### PROBLEM
The expected answer is a copy of every line in the listing that has the word "below".

Segment Start: DATA SUPPLIED

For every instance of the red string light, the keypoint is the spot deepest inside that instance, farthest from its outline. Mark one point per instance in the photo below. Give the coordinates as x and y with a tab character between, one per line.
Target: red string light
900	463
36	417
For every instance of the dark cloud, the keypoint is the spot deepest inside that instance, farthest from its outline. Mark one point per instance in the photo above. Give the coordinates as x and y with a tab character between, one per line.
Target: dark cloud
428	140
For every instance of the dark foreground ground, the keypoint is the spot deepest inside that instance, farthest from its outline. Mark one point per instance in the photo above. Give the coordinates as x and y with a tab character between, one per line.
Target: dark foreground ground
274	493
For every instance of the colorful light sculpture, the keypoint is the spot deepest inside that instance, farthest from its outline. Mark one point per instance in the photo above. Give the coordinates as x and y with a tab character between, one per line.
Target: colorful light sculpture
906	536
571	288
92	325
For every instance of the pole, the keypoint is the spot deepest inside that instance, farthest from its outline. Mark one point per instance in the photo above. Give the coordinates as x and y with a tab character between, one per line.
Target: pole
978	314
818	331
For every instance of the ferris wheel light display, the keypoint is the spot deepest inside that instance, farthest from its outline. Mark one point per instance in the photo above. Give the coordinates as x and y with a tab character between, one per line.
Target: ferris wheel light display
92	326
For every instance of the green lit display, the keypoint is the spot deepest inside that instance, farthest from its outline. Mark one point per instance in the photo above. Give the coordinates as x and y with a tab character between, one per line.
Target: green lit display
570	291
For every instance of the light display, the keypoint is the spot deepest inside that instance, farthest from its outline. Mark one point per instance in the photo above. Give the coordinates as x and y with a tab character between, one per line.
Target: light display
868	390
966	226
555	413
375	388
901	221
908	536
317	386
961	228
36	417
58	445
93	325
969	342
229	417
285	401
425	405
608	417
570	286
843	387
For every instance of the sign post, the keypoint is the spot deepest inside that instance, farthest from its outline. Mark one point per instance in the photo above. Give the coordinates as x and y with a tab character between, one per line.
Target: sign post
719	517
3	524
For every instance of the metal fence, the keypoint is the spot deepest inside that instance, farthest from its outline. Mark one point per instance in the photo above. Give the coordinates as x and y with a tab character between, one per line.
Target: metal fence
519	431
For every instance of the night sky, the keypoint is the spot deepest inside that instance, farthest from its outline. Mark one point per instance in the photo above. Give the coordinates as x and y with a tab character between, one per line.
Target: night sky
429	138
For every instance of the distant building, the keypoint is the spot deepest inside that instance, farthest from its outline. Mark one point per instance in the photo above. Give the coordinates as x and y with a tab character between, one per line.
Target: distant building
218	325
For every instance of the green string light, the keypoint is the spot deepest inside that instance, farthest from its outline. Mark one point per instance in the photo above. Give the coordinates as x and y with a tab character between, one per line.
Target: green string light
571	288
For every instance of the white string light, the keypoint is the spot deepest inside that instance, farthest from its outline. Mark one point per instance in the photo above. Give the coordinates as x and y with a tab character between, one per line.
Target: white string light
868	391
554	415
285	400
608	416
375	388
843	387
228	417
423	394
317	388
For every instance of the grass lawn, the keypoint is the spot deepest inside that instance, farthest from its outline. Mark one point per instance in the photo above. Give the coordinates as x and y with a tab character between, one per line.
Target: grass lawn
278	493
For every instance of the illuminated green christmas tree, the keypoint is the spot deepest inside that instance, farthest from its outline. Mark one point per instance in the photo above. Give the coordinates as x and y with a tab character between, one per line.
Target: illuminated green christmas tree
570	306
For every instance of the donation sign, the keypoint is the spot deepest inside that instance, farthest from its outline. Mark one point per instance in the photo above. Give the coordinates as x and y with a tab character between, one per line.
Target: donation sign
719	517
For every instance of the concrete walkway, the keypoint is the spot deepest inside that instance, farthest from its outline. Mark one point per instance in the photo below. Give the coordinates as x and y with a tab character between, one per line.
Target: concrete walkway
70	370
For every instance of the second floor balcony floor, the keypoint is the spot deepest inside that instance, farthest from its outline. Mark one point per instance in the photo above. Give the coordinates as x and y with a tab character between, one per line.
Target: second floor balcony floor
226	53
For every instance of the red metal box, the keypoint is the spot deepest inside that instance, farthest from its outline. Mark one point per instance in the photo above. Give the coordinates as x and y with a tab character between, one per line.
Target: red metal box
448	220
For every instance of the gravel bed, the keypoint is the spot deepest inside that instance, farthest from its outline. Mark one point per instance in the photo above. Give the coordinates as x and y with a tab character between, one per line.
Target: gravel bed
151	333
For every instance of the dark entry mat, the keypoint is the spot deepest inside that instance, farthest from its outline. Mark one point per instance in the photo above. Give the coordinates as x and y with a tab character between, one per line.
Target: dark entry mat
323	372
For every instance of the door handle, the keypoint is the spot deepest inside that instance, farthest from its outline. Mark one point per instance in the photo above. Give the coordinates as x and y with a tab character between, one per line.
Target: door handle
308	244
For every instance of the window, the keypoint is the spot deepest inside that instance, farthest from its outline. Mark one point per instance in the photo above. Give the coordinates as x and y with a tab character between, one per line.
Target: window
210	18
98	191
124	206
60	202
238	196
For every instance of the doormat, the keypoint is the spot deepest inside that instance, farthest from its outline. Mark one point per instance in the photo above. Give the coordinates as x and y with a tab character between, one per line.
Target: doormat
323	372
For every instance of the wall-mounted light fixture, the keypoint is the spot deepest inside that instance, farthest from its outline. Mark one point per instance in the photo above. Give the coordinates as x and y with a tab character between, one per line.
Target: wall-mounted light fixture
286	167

Segment End: DATA SUPPLIED

### WRITTEN ANSWER
For every instance of the red string light, the keypoint is the spot deepest inside that instance, farthest from its outline. Mark one point per instance in the photo below. Give the coordinates as x and y with a tab character between, one per line.
For every instance of the concrete walkway, the keypoint is the spot deepest inside that instance, farthest from its outline. Mark one point per instance in the photo below. Give the coordinates as x and y with a tab character between, one per line.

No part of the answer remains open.